(begin)
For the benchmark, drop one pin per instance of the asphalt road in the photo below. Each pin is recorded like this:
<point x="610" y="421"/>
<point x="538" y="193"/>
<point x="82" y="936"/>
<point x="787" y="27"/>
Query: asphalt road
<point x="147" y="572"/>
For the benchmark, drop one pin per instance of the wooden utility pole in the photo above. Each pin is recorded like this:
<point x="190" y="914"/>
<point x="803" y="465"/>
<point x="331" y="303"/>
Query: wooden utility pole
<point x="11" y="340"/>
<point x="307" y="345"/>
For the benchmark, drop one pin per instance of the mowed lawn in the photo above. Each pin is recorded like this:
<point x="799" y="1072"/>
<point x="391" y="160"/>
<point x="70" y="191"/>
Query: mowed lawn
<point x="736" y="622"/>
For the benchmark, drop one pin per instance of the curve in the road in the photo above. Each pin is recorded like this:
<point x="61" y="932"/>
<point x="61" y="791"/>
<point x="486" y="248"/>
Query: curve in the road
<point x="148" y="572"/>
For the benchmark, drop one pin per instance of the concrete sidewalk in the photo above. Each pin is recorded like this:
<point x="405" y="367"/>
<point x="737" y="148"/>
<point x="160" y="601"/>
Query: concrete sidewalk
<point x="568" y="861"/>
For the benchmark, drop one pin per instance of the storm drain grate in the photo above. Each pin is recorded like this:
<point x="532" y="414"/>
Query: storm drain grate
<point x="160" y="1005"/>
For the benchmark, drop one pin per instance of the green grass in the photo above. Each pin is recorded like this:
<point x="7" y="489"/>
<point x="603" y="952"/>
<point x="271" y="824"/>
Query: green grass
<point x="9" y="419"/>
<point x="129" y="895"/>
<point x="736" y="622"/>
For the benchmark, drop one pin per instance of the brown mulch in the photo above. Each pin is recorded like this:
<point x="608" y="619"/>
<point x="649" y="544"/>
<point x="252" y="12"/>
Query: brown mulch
(end)
(begin)
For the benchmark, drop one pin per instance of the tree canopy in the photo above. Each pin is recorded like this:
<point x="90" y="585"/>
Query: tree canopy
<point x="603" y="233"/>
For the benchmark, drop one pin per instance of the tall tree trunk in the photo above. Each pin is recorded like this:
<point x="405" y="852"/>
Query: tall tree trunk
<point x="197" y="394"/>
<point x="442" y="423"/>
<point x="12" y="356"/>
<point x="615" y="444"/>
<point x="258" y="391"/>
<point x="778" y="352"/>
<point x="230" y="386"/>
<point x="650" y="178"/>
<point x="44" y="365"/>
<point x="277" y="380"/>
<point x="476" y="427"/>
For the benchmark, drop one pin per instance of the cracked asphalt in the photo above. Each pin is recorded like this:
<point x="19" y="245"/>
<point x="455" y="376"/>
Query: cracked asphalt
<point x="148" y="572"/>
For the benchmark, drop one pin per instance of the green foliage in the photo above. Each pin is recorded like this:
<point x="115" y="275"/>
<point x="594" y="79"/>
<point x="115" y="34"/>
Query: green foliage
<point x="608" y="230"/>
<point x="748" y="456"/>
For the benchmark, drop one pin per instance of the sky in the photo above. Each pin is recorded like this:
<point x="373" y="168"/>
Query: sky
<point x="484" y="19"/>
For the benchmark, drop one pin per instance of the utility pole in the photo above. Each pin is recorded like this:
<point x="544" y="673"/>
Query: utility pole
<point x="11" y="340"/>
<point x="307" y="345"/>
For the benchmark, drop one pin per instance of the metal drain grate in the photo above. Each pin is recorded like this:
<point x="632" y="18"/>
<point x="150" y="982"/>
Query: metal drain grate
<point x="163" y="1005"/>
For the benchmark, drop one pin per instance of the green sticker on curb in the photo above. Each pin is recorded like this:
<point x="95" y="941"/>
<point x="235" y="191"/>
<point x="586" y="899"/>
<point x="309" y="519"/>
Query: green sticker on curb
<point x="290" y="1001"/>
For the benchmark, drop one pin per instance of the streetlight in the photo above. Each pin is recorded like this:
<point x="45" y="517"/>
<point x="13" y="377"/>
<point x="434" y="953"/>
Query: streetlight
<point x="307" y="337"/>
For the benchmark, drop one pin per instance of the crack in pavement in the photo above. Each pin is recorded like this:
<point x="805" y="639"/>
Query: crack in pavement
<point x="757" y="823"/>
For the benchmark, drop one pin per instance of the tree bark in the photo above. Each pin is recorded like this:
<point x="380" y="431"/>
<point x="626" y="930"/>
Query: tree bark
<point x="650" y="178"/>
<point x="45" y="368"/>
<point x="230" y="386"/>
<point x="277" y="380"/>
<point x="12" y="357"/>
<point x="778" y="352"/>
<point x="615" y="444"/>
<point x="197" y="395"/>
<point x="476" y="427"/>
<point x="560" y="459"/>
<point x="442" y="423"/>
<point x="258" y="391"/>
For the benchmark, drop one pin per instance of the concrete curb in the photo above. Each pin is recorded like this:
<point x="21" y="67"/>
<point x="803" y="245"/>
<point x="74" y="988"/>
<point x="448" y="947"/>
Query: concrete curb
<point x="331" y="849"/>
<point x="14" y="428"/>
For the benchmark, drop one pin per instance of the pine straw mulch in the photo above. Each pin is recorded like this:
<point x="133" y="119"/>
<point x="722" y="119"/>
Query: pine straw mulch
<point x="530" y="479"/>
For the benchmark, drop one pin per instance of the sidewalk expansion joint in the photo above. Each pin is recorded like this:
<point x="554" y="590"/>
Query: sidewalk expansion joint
(end)
(begin)
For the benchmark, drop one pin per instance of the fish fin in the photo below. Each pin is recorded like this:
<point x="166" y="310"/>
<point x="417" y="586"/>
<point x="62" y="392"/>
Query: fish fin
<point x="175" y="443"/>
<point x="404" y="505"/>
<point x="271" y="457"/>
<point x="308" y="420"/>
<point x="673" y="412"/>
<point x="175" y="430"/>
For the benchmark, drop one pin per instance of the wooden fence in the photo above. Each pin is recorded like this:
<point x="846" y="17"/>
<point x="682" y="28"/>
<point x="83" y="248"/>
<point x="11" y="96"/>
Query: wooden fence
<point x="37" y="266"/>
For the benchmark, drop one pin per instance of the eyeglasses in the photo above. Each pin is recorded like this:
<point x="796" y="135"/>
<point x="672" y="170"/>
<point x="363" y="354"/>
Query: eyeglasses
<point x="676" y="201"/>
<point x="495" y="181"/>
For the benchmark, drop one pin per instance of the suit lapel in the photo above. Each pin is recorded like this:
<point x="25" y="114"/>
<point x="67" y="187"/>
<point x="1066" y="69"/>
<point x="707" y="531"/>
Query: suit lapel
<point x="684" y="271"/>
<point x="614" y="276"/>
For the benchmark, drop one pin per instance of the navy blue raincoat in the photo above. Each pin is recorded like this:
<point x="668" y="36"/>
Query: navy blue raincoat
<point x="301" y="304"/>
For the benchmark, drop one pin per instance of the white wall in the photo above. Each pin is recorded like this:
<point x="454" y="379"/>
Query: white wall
(end)
**SET PROBLEM:** Copy the data above from the line with "the concrete sidewalk" to the line with "Query: brown mulch", including both of those lines.

**FULL RESPONSE:**
For the benchmark, drop one pin per instance of the concrete sidewalk in the photo above. Each pin is recorded like this:
<point x="405" y="367"/>
<point x="737" y="148"/>
<point x="160" y="601"/>
Query: concrete sidewalk
<point x="568" y="861"/>
For the benchmark, drop one pin per instance of the storm drain grate in the photo above. Each pin is recorded like this:
<point x="532" y="414"/>
Query: storm drain grate
<point x="160" y="1005"/>
For the benchmark, drop one pin per instance of the green grass in the photo above. Each pin is recorded like this:
<point x="7" y="489"/>
<point x="603" y="952"/>
<point x="271" y="824"/>
Query: green grass
<point x="9" y="419"/>
<point x="129" y="895"/>
<point x="736" y="622"/>
For the benchmark, drop one pin per instance of the brown mulch in the photo above. Each pin is recorded like this:
<point x="608" y="619"/>
<point x="649" y="544"/>
<point x="252" y="12"/>
Query: brown mulch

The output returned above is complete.